-- START INFORMATION PROVIDED --

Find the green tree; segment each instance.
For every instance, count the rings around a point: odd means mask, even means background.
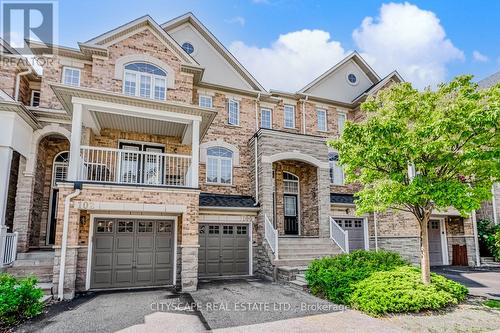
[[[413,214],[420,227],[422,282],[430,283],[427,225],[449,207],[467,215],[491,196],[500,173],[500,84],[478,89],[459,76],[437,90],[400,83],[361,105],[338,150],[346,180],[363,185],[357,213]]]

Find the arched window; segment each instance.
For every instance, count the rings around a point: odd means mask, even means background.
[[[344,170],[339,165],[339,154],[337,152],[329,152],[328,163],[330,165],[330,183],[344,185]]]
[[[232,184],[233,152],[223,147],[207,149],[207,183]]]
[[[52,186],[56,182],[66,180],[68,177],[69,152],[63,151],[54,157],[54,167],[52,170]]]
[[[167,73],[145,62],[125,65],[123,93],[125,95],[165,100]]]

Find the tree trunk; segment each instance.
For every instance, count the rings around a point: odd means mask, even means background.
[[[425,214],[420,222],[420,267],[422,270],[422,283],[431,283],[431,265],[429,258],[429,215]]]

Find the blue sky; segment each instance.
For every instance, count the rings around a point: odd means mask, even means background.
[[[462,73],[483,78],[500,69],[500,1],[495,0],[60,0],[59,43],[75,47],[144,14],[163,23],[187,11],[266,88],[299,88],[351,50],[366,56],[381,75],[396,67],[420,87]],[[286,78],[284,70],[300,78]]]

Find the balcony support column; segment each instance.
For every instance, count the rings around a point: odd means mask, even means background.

-- END INFORMATION PROVIDED --
-- START INFORMATION PROVIDED --

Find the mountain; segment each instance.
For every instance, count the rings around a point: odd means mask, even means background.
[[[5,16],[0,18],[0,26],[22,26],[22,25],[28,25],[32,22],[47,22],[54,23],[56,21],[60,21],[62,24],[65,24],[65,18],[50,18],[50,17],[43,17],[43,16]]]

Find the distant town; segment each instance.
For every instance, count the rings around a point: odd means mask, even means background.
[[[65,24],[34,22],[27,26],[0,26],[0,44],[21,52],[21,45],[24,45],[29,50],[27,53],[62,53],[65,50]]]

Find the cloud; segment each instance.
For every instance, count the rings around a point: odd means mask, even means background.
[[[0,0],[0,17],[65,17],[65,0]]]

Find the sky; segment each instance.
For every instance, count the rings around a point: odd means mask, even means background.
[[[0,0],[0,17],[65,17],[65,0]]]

-- END INFORMATION PROVIDED --

Copy out every line of the items above that contains the word "tree", matching case exactly.

Find the green tree; segment each instance.
Find the tree trunk; segment each instance.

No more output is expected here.